▶ PROVIDED TEXT:

##########

Perfume is confusing. Sure, smelling something is pretty straightforward — but that's just the very first hurdle when shopping for a new scent. From note names that read like a botany textbook to understanding how perfume notes work in general, even in-person fragrance browsing can quickly devolve into wafting coffee beans for help as you grip a handful of perfume-streaked blotter papers. (And who even knows how to pronounce labdanum without looking it up, let alone what it smells like?)
"When perfumers refer to notes, it’s like notes in music — it’s the elements that come together to compose the fragrance’s formula," Olivier Gillotin, Master Perfumer and the creative mind behind Ralph Lauren Fragrances’ new Polo Red Eau de Parfum, tells The Zoe Report via email. "The notes in fragrance are often more descriptive than music. When we refer to a rosy note, a green note, or a fruity note, those can be real accords of different products all composing a singular note."
And like a symphony, experts have to layer them together in a certain way to create a product where each one can shine. Ahead, how perfumes are broken down, which perfume note lasts the longest, and how to shop for a scent when even your own skin changes how a perfume smells.
What Are Top, Middle, & Bottom Perfume Notes?
"When composing scents, there are descriptors that are separated into a three-tier pyramid: top, middle, and bottom. The notes represent what will be sensed on fragrance application," says Carina Chaz, founder of the clean fragrance brand DedCool. "The top note will be sensed on initial applications. As the scents dry down, the fragrance composition will slowly uncover the heart (middle) and base notes."
"Think of [top notes] as the first thing that hits you. Sometimes these are called the opening notes or head notes. This is often a note that dissipates and doesn’t last on the skin," adds Pacifica founder and CEO, Brook Harvey-Taylor. "It’s the teaser, what draws you in." Nonetheless, Harvey-Taylor says that a top note can "define the entire fragrance," since they're the very first scent you recognize upon application — a memorable feat.
Meanwhile, the heart or middle note "is the fragrance," according to Harvey-Taylor. "The middle note lasts longer than the top note and is most interesting when it plays the peacemaker, when it balances the tension between the top note and the base note. That is when the heart is magic," she explains. "It is the true structure of the scent and is the second defining moment. It lingers on top of the base note while it pulls in the top, until it finally fades." (Which can take quite some time, depending on your scent; Gillotin notes that Polo Red Eau de Parfum's lavender middle note "comes through quickly and lasts around three hours," while "the cistus absolu can be detected after two hours and can last two days.")

##########

▶ COLLECTED MATERIAL:
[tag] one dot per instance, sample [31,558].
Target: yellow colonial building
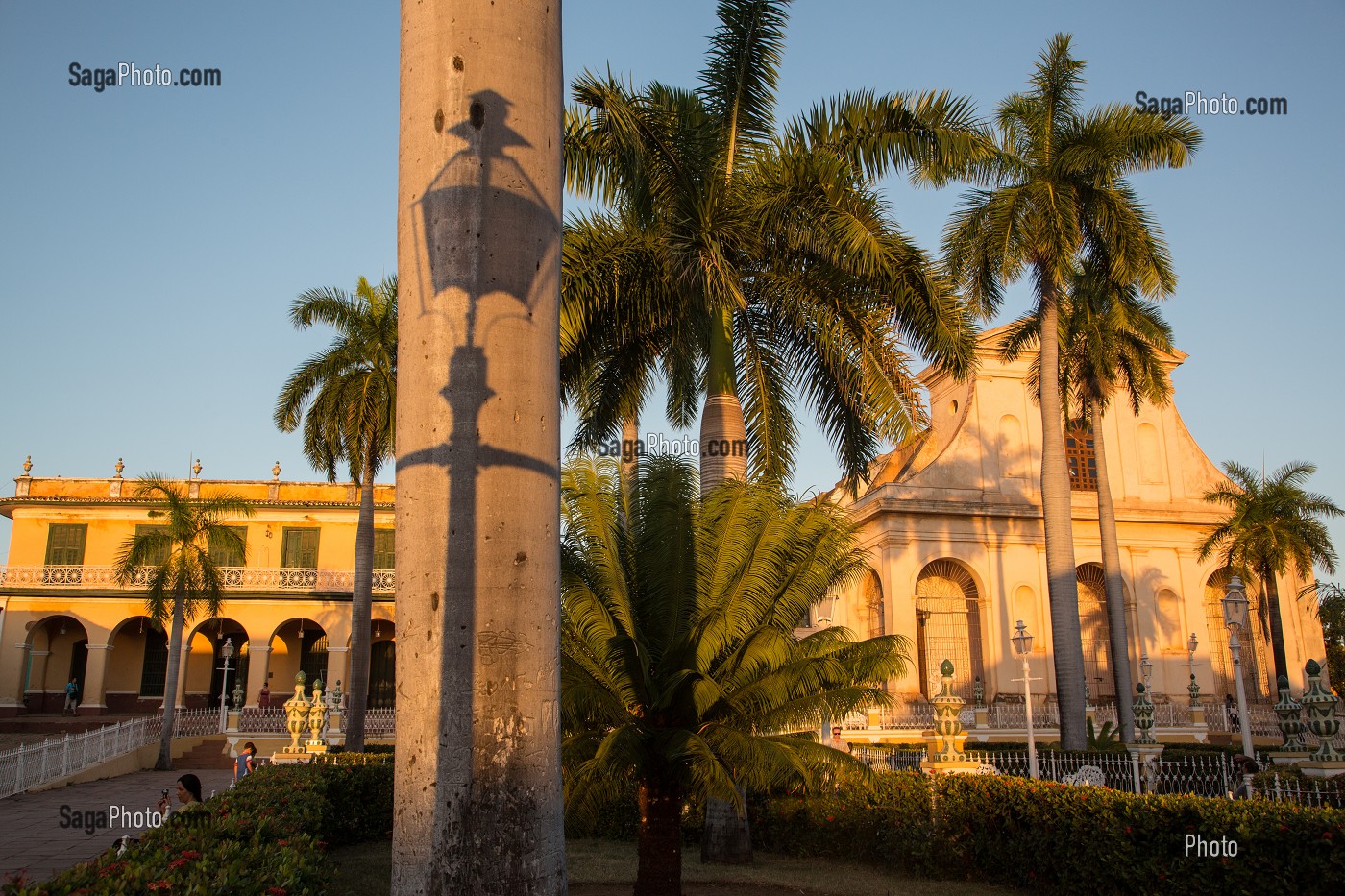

##########

Who are the people quoted in the perfume notes text? List each one's name with the role or title it gives them.

- Olivier Gillotin: Master Perfumer and the creative mind behind Ralph Lauren Fragrances' new Polo Red Eau de Parfum
- Carina Chaz: founder of the clean fragrance brand DedCool
- Brook Harvey-Taylor: Pacifica founder and CEO